Dataset excerpts:
________________

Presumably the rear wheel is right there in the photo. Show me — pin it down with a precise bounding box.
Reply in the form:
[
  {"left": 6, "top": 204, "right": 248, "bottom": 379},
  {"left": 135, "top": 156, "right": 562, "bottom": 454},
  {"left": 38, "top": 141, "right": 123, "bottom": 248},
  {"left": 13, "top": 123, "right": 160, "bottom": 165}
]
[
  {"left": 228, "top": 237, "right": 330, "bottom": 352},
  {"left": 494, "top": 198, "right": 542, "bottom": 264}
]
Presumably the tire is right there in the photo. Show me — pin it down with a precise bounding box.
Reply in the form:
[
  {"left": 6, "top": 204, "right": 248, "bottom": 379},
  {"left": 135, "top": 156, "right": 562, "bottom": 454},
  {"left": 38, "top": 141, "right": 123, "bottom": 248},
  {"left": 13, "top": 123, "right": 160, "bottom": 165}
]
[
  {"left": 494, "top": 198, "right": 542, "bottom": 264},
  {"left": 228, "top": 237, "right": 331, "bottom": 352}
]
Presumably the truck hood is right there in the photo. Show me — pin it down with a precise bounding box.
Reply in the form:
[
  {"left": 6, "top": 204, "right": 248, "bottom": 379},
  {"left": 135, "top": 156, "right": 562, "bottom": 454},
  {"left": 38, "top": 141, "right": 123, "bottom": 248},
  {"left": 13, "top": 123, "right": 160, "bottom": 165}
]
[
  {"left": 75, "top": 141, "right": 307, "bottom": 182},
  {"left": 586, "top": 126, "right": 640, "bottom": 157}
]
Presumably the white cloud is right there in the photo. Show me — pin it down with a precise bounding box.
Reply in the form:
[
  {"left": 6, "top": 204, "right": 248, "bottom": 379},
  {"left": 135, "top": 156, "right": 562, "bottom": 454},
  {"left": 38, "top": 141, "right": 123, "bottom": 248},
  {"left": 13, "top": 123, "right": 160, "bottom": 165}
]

________________

Work instruction: Each line of the entries where the string "down" occurs should be shown.

Expected answer:
Presumably the rear wheel is right there in the photo. Show me — pin it down with a precise bounding box.
Presumably the tire is right there in the photo. Show me — pin it down with a precise bounding box.
Presumably the truck hood is right there in the photo. Show me — pin it down with a precise bounding box.
Presumably the white cloud is right there in the photo. Show me — pin it down with a precise bounding box.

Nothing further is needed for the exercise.